§ Material for the task
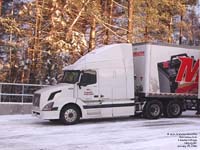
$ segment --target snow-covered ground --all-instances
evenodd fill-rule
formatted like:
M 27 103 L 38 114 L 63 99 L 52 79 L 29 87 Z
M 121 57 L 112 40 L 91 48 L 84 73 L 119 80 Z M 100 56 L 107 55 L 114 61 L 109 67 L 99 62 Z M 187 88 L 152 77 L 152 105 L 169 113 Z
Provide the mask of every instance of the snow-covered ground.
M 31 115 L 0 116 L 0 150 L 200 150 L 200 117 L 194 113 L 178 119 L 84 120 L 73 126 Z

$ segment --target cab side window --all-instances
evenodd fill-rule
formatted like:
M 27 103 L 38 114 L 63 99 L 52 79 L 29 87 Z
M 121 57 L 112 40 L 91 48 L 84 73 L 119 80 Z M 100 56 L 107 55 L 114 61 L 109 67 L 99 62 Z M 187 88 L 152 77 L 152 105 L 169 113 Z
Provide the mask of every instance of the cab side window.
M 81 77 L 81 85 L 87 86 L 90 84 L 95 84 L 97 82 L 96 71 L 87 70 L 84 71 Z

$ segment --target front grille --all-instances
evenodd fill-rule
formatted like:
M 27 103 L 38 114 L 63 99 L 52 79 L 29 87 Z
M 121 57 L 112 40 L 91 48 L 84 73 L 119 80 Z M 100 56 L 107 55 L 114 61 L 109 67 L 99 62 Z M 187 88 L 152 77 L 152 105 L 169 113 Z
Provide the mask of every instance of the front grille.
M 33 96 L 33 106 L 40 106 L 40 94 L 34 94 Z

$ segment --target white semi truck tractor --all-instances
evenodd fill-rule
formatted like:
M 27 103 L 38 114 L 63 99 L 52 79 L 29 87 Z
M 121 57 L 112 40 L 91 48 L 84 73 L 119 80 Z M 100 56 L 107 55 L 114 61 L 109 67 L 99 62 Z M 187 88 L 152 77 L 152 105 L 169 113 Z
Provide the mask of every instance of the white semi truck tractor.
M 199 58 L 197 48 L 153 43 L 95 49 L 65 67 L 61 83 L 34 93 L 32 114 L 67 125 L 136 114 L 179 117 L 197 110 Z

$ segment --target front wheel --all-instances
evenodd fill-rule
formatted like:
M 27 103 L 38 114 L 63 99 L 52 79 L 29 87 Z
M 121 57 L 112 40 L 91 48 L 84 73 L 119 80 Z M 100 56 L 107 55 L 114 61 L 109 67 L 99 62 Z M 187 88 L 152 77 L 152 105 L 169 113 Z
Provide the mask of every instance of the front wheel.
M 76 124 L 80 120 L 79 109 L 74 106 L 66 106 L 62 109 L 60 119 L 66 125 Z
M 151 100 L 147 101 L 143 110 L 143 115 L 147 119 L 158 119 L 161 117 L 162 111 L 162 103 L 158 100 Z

* * *

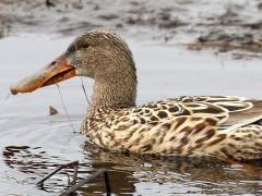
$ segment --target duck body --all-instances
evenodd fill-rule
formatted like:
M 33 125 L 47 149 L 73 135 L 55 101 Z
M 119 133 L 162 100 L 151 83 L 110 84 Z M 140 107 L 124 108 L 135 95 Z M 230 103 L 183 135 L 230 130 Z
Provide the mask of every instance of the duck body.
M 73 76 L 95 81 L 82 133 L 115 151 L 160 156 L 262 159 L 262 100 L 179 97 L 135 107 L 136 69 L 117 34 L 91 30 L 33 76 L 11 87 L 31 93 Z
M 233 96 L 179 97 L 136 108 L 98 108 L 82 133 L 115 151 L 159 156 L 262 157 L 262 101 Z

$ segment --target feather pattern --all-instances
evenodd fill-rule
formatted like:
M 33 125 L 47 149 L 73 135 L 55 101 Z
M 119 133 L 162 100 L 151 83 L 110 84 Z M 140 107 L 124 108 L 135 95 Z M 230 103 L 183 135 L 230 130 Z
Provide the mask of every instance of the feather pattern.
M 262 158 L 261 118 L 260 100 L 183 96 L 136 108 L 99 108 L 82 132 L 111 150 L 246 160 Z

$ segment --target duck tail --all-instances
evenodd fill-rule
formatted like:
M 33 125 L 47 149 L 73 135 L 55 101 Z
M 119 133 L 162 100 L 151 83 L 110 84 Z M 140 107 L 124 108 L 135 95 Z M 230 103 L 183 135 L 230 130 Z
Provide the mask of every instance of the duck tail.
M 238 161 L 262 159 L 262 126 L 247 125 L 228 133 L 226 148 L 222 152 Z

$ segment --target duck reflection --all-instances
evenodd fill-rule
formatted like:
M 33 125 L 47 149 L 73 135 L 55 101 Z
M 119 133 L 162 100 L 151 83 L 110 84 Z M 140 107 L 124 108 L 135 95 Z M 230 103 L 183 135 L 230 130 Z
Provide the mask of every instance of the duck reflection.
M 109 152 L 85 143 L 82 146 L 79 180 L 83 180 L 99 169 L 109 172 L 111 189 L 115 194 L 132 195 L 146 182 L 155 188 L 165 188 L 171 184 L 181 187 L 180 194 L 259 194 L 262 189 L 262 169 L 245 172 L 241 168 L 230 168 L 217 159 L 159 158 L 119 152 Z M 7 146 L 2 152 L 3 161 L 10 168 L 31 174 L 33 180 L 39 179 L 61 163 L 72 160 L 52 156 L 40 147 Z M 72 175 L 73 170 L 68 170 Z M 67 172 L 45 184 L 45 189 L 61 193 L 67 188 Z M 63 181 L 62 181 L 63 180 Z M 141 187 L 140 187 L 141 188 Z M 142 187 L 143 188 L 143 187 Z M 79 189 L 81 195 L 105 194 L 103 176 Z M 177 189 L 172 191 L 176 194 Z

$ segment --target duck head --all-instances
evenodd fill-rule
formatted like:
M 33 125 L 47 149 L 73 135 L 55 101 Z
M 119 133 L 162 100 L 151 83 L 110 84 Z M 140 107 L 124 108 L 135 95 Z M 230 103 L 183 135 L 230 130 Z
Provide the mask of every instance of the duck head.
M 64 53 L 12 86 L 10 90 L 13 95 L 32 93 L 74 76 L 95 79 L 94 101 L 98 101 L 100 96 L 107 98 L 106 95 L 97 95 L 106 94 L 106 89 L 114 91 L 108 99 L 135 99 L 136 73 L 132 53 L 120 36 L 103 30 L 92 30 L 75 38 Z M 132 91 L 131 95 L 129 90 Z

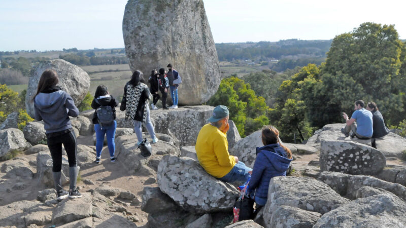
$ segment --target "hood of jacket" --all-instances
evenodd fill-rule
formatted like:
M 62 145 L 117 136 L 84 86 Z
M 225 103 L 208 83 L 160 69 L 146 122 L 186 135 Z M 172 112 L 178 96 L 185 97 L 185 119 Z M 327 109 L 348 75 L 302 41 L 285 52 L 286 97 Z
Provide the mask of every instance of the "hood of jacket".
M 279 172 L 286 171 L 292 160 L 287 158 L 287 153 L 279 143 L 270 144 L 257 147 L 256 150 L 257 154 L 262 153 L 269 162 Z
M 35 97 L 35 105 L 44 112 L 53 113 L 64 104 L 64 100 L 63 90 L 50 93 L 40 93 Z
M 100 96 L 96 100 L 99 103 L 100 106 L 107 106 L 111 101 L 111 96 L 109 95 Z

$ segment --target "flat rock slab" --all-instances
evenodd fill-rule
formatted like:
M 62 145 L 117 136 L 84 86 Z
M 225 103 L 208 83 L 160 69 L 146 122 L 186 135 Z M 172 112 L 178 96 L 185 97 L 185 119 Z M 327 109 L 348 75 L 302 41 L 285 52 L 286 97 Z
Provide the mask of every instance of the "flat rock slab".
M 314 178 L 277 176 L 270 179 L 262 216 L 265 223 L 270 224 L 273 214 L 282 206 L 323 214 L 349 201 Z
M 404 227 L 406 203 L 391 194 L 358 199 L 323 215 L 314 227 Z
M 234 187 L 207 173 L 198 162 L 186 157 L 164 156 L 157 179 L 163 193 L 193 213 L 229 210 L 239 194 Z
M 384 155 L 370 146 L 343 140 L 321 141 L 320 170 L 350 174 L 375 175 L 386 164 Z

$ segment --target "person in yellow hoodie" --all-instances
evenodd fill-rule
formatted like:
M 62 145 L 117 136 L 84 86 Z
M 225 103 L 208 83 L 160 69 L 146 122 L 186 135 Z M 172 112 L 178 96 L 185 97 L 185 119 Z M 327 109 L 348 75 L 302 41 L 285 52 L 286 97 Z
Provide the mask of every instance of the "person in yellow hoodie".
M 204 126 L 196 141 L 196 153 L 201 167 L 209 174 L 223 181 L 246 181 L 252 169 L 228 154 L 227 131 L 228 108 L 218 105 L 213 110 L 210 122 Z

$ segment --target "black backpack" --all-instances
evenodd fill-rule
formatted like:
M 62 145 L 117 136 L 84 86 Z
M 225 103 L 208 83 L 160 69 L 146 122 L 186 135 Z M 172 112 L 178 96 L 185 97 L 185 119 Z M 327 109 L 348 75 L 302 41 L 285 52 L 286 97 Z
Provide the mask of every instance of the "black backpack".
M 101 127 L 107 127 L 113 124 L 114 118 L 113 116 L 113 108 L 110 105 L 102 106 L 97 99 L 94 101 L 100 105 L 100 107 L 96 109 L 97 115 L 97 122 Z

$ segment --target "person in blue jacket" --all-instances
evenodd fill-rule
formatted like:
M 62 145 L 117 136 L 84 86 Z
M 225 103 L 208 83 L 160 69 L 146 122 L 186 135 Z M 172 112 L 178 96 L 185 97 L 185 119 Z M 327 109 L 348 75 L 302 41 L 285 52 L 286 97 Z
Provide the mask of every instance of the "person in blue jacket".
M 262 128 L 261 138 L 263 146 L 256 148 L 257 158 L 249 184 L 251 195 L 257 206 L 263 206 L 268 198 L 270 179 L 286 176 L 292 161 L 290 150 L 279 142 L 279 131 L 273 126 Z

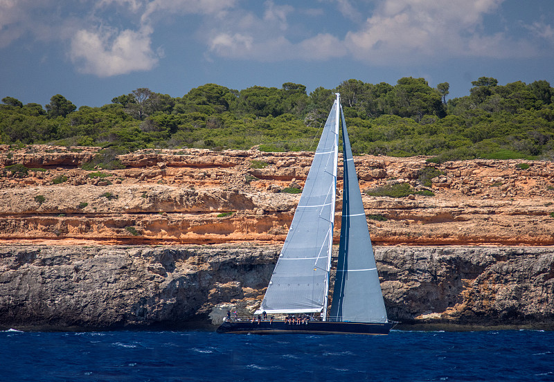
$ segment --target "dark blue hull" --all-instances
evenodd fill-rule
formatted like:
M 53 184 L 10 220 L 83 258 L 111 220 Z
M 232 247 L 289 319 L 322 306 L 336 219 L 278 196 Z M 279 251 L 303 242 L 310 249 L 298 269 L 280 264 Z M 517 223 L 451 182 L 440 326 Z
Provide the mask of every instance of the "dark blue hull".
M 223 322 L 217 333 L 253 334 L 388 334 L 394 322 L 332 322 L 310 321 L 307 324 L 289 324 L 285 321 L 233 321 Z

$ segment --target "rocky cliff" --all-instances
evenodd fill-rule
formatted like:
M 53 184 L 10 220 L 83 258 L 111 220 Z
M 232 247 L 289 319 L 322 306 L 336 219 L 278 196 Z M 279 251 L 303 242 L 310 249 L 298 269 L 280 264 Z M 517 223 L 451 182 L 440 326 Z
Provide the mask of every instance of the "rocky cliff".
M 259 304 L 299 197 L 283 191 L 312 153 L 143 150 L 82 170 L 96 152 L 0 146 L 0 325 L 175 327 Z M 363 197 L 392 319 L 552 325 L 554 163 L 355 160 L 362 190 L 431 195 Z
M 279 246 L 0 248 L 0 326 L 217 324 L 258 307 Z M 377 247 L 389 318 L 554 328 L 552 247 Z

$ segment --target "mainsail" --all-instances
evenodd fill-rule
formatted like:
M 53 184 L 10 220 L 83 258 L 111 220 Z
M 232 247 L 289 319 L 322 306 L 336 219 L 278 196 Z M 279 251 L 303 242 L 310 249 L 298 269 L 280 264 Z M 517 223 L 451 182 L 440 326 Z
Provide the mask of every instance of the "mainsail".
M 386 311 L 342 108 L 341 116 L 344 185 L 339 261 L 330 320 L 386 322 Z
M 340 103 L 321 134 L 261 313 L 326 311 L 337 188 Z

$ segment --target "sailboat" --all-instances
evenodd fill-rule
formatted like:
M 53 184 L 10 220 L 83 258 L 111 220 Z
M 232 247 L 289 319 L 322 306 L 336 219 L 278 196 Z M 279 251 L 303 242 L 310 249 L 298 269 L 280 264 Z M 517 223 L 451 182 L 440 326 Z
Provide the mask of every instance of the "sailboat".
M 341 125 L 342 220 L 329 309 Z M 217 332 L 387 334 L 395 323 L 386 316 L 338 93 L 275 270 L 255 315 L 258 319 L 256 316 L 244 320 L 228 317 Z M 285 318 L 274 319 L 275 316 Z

§ The exercise
List each line of the data above that contains the word "duck". Case counts, so match it exactly.

§ Response
$ segment --target duck body --all-instances
Provide the mask of every instance of the duck body.
$ segment --target duck tail --all-instances
Provide the mask of every instance of the duck tail.
$ segment --target duck reflection --all-instances
Provide the mask of every instance of the duck reflection.
$ segment --target duck head --all-instances
Provide the mask of every instance of the duck head.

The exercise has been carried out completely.